● Exercise
Extract, exactly as written, all lines of the material below from the line that includes "Indicate the tree surface" through its last line.
★ ★ ★ ★ ★
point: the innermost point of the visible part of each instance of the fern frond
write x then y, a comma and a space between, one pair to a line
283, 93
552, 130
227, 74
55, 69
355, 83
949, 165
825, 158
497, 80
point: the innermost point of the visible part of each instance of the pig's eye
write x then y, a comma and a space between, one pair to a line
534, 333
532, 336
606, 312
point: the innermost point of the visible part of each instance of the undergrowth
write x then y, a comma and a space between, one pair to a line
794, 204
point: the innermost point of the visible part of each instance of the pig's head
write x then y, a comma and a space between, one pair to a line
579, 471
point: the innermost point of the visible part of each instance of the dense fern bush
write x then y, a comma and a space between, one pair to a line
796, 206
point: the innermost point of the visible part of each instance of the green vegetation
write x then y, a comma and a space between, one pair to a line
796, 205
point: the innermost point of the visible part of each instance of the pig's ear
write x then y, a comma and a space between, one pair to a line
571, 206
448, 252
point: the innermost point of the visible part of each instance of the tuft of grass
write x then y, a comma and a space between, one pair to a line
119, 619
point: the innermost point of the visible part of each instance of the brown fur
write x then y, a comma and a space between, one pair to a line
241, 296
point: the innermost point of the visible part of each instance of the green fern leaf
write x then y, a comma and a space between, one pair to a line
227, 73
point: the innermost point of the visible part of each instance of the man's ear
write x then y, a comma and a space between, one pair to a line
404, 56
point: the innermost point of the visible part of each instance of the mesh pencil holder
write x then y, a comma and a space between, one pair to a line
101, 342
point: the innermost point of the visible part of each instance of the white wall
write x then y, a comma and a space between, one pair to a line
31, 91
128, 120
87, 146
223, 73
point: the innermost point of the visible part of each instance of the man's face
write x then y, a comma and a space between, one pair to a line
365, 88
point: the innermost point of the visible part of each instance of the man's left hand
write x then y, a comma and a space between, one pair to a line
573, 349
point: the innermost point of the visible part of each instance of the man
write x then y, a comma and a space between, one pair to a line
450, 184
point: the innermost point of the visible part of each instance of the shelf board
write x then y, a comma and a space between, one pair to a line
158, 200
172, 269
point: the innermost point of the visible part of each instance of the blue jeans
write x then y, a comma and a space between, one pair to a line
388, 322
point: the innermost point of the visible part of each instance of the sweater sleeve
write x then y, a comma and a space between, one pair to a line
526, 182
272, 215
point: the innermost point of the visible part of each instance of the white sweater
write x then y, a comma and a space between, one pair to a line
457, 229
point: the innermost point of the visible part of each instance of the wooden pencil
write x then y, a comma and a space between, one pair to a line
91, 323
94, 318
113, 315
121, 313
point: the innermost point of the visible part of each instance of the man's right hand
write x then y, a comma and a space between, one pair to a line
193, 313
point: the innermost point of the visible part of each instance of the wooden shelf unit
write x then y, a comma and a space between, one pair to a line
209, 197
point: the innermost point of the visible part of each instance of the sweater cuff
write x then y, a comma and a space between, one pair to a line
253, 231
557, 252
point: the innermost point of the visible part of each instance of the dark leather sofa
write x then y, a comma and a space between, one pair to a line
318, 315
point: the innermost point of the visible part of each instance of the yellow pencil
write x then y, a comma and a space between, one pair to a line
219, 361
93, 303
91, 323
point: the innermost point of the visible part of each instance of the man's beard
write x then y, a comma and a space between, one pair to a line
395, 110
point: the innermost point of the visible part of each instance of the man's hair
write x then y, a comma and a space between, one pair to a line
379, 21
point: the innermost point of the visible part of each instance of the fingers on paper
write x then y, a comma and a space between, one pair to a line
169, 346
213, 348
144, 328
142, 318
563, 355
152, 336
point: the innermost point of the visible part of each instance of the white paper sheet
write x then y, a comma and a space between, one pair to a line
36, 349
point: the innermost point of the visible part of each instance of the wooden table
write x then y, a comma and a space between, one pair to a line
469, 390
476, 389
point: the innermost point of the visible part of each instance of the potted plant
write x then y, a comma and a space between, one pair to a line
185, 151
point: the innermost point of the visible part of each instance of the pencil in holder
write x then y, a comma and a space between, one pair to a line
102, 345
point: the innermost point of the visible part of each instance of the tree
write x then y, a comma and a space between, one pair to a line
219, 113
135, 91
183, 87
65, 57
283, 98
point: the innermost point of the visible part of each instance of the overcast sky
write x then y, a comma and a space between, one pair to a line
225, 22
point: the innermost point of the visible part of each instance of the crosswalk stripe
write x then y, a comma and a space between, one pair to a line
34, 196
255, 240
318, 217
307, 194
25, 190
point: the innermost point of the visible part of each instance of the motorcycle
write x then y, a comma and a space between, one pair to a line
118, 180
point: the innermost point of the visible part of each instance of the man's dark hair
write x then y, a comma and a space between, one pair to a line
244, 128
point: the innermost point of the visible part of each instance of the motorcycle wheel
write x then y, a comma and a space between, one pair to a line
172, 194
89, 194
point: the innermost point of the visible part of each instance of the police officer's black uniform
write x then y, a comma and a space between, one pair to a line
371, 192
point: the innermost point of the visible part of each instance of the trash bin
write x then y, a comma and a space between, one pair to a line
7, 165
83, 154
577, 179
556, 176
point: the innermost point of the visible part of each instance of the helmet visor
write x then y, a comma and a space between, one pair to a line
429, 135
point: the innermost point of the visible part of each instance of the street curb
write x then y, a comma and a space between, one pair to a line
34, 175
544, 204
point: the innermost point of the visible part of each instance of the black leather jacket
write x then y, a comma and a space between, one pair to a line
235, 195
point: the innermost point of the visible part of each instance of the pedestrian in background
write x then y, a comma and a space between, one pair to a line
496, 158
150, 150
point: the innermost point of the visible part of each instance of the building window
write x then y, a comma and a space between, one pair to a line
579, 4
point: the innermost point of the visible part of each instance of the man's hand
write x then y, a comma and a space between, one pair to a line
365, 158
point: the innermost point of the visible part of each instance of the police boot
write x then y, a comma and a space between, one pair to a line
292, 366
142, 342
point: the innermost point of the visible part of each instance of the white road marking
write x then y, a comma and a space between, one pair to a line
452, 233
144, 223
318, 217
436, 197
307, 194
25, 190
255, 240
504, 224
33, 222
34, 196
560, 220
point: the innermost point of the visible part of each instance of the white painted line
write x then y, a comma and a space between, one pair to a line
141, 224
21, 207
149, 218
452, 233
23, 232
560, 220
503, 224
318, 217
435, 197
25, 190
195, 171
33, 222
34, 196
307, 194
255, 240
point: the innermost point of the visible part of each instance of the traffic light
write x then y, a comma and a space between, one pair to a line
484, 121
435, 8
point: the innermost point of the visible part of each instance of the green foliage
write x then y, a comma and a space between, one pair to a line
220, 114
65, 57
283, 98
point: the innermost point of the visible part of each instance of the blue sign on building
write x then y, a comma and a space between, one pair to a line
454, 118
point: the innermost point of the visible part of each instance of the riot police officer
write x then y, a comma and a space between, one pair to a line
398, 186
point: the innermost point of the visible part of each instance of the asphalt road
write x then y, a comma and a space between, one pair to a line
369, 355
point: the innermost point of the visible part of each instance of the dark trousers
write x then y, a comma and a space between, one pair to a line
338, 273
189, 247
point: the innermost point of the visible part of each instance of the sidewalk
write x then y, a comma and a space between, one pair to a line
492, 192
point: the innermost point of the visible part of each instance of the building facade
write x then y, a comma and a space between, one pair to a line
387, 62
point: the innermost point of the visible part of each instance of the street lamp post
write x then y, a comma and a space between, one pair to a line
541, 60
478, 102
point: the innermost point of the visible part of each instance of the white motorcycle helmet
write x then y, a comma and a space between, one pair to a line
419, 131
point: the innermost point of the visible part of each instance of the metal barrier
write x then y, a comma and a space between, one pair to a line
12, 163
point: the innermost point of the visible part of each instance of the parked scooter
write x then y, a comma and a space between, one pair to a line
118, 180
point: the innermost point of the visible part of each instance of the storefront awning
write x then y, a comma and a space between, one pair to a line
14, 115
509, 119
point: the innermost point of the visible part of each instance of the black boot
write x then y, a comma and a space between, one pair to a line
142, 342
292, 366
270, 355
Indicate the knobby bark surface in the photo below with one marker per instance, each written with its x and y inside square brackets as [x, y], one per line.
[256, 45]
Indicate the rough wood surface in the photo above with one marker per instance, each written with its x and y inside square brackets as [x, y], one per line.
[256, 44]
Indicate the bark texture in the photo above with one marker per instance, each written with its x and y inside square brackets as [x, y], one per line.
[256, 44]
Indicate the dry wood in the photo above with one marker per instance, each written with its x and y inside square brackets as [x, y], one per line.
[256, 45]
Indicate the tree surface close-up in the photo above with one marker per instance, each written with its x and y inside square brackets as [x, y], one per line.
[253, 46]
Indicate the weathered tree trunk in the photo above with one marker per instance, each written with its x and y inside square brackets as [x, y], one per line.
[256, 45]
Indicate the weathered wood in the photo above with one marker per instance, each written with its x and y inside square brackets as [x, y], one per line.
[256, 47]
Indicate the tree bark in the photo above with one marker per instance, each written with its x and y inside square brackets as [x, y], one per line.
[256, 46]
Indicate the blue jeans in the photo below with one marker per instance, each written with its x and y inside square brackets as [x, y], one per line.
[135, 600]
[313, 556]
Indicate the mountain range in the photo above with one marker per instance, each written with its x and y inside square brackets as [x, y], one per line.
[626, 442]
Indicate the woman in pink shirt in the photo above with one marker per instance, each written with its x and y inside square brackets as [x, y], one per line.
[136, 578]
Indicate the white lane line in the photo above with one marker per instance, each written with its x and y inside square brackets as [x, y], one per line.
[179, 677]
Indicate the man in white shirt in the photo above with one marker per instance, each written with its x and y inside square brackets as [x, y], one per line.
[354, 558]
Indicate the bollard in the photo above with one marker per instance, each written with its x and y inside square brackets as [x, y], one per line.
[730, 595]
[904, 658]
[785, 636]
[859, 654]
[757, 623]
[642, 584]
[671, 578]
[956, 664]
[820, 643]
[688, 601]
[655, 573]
★ ★ ★ ★ ★
● Result of this task
Indicate the tree surface close-up in the photo above with one marker per instance, each written with its x and y inside square brackets as [x, y], one per line.
[253, 46]
Indicate the weathered tree trunk in the photo above with one marker per instance, each written with its x and y inside square brackets as [x, y], one per line.
[256, 45]
Indicate the weathered wood in the photo above with one marker per instance, each written with its x and y inside square brackets as [x, y], one per line.
[256, 47]
Indicate the tree bark in the photo above with one marker per instance, each written with its x and y inside square brackets as [x, y], one per line.
[256, 46]
Indicate the blue jeans in the photo below with one marker per instance, each written with its x and y inside square brackets as [x, y], one per line.
[135, 600]
[313, 556]
Indicate the mountain range in the photo above with one marker per instance, each written with its x and y inside square brackets as [x, y], one per line.
[626, 442]
Indicate the woman in pink shirt in the photo above with one marker per instance, each written with its x and y inside square brackets as [x, y], one per line.
[136, 578]
Indicate the white lane line in the photo above with one marker per instance, each written with its x and y inside square brackets as [x, y], one per line.
[179, 677]
Indicate the man in white shirt in the photo above with one marker per instance, each written with its x and y inside square brackets as [x, y], one per line.
[354, 558]
Indicate the bollard in the photo above with one marker per instance, each written with its x and y inside square brackets as [x, y], one per line.
[730, 595]
[904, 658]
[785, 636]
[859, 654]
[757, 623]
[642, 584]
[671, 578]
[956, 664]
[820, 643]
[688, 601]
[655, 573]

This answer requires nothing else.